Passage given
-=-=-=-=-
As part of a wider series of visualisations covering the entire range of vehicles, we wanted to explore distribution of vehicle observations per calendar month (within the range of possible months) and if they differed throughout the year. 

This required a slightly more complex `DateTime` transformation to our tidy dataframe such that we could extract the name of the month to be used in our visualisation. The initial visualisation, while valid, made it difficult to see an interesting trend (coming up soon) as the months were not in chronological order. Converting the `month` column to `Categorical` followed by a sort operation on the entire dataframe let us arrive at the appropriate order.

👉🏽 Observation frequencies increased by vehicle in the following order: bikes, motorcycles, buses, HGVs, LGVs, and obviously, cars. We will note the same trend in a latter exploration where we consider [distribution of vehicle types observed across time of day](#tod_df). The key insight here is across the year the observation trends do not change by vehicle (the shape of the distributions are similar). It is also worth noting that the nominal number of observations for any vehicle seemed to dip on specific months. Given the consistency, it seems like the lack of observations or missingness does not seem to be dependent on the vehicles themselves.

This prompted a follow-on hypothesis, as we can think of the set-up such that DfT do not go out to look for specific vehicles (if this were the case, missingness would be dependent on vehicles and the distributions would vary). Our hypothesis is that observations are a function of the different types of road (as we define in our tidy dataframe), given no other data.
-=-=-=-=-
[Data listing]

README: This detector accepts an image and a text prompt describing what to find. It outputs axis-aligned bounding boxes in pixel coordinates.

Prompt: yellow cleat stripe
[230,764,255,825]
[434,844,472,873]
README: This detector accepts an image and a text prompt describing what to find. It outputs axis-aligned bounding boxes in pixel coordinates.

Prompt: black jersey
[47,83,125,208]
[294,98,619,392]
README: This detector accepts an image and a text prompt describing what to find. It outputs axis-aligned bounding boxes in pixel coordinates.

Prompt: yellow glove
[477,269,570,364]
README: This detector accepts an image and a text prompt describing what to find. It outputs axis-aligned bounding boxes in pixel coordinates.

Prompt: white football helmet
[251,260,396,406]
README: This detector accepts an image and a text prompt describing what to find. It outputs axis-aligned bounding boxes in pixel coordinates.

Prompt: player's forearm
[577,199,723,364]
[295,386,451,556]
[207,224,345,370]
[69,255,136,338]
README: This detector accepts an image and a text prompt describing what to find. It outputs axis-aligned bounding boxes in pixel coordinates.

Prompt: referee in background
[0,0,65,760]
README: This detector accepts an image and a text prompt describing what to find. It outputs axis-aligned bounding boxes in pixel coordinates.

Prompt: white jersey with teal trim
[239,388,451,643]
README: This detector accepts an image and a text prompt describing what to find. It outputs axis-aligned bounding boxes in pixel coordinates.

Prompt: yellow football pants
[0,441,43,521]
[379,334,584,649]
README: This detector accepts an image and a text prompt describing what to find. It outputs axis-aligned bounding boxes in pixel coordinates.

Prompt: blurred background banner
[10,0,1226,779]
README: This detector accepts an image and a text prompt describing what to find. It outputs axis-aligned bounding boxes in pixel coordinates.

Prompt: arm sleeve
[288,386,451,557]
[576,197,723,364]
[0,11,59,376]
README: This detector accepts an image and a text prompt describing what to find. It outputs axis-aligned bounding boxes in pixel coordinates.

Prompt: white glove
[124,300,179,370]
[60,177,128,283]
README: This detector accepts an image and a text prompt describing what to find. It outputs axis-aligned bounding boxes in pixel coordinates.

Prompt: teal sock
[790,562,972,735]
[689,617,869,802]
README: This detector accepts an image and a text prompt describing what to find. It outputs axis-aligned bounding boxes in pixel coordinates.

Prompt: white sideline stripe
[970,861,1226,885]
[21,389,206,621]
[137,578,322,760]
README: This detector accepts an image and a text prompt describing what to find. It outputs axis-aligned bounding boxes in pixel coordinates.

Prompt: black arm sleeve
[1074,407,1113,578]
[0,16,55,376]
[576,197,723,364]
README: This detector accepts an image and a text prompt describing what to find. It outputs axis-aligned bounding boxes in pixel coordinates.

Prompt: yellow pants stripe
-=-=-=-=-
Request 1
Answer these questions from the traffic data write-up, one per line:
(a) Which column was converted to `Categorical` to put the months in order?
(b) Which vehicle type had the lowest observation frequency?
(c) According to the hypothesis, observations are a function of what?
Request 2
Please transcribe the traffic data write-up starting at "This required a" and ending at "the appropriate order.".
The material has no connection to the traffic data write-up.

Exercise response 1
(a) The `month` column.
(b) Bikes.
(c) The different types of road.

Exercise response 2
This required a slightly more complex `DateTime` transformation to our tidy dataframe such that we could extract the name of the month to be used in our visualisation. The initial visualisation, while valid, made it difficult to see an interesting trend (coming up soon) as the months were not in chronological order. Converting the `month` column to `Categorical` followed by a sort operation on the entire dataframe let us arrive at the appropriate order.